Written instruction a: In the song page, who directed the music video for "Do You Want To"?
★ ★ ★ ★
Single by Franz Ferdinand

from the album You Could Have It So Much Better
- B-side: "Fabulously Lazy"; "What You Meant" (acoustic); "Get Away"; "Your Diary";
- Released: 19 September 2005
- Genre: Indie rock; dance-rock;
- Length: 3:35
- Label: Domino
- Songwriters: Alex Kapranos; Nick McCarthy; Robert Hardy; Paul Thomson;
- Producers: Franz Ferdinand; Rich Costey;

Franz Ferdinand singles chronology
| "This Fffire" (2004) | "Do You Want To" (2005) | "Walk Away" (2005) |

= Do You Want To =

2005 single by Franz Ferdinand

"Do You Want To" is the lead single from Scottish rock band Franz Ferdinand's second studio album, You Could Have It So Much Better (2005). It was released 19 September 2005 and charted at number four on the UK Singles Chart. In the United States, the song peaked at number nine on the Billboard Modern Rock Tracks chart and number 76 on the Billboard Hot 100. In February 2006, the single was certified gold by the Recording Industry Association of America (RIAA). The song's music video, directed by Diane Martel, was released on 23 August and was played every hour on MTV2 on the day it debuted.

==Reception==
"Do You Want To" was named the Sound Opinions single of 2005. The song was also ranked 10th on Triple J's Hottest 100 for 2005. On Qs "Top 100 Indie Anthems Ever", it was placed on number 43; Q also named it the greatest single of 2005. Pitchfork Media ranked the song at number 342 on their list of the "Top 500 Tracks of the 2000s".
★ ★ ★ ★
Written instruction b: Write out the records again, starting at the line that has "If you would be willing to mark the white hull" and going through the end of the records, swapping "purple" for "violet" and changing nothing else.

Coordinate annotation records
★ ★ ★ ★
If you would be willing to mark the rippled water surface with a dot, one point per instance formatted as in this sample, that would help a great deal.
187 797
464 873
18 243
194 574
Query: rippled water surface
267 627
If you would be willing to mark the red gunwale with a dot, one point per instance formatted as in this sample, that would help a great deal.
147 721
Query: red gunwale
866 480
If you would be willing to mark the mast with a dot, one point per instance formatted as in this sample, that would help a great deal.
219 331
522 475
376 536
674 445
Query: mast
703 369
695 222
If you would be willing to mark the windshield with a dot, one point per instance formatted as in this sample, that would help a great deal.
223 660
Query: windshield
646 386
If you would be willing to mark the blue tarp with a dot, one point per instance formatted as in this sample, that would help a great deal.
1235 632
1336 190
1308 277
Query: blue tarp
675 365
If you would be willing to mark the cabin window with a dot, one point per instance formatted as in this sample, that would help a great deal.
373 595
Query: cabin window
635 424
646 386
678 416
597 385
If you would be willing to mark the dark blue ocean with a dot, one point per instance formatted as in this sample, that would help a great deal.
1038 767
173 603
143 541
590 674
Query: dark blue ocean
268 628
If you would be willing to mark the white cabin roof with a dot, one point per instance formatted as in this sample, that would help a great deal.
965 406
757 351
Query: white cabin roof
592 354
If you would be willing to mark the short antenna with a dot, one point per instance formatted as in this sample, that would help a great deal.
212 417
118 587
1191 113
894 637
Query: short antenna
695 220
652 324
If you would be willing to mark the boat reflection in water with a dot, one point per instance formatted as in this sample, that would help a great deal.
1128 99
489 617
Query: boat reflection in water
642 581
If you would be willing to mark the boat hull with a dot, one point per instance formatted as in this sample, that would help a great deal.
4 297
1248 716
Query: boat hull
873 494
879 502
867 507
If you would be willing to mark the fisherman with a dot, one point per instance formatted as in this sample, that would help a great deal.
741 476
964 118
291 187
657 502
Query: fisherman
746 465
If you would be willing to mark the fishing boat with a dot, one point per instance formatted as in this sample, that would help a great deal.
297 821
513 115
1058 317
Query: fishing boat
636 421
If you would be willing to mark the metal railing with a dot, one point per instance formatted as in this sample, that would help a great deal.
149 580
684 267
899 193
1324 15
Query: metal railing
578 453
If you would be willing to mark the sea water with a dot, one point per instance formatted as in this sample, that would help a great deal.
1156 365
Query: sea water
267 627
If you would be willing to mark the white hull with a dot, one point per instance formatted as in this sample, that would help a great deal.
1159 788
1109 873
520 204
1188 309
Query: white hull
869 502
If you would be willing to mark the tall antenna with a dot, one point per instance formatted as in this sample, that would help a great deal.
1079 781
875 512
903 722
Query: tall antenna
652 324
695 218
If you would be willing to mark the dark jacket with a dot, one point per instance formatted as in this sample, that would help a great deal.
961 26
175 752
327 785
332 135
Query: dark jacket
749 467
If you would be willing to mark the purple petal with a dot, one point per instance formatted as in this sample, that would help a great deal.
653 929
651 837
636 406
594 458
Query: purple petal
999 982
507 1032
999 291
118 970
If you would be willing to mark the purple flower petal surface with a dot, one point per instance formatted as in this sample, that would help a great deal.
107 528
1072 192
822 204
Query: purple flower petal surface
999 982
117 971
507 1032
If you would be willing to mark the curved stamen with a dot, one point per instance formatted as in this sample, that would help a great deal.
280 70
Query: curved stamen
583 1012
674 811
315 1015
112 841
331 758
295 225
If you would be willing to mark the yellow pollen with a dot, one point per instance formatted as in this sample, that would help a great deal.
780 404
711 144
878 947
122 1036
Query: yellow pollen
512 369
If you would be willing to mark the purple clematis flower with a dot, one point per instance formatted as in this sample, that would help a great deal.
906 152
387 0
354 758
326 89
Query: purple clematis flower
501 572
★ ★ ★ ★
Full response a: Diane Martel directed it.

Full response b:
If you would be willing to mark the white hull with a dot, one point per instance formatted as in this sample, that would help a great deal.
1159 788
1109 873
520 204
1188 309
Query: white hull
869 502
If you would be willing to mark the tall antenna with a dot, one point per instance formatted as in this sample, that would help a great deal.
1079 781
875 512
903 722
Query: tall antenna
652 324
695 218
If you would be willing to mark the dark jacket with a dot, one point per instance formatted as in this sample, that would help a great deal.
961 26
175 752
327 785
332 135
Query: dark jacket
749 467
If you would be willing to mark the violet petal with a dot, one point per instance formatted as in this sample, that would help a great deal.
653 929
651 837
636 406
594 458
Query: violet petal
999 982
507 1032
999 291
118 970
If you would be willing to mark the violet flower petal surface with a dot, one point per instance formatted as in this sample, that would help a great deal.
107 528
1072 192
822 204
Query: violet flower petal surface
999 982
117 971
507 1032
If you would be willing to mark the curved stamen with a dot, one point per instance formatted as in this sample, that would help a great deal.
280 70
Query: curved stamen
583 1012
674 811
315 1015
112 841
331 758
295 225
If you would be willing to mark the yellow pollen with a dot, one point per instance formatted as in this sample, that would help a great deal.
780 404
711 144
878 947
122 1036
Query: yellow pollen
512 369
If you would be willing to mark the violet clematis flower with a dot, one point per instance formatted as in this sample, that would help a great deal.
906 152
387 0
354 758
326 89
Query: violet clematis flower
501 572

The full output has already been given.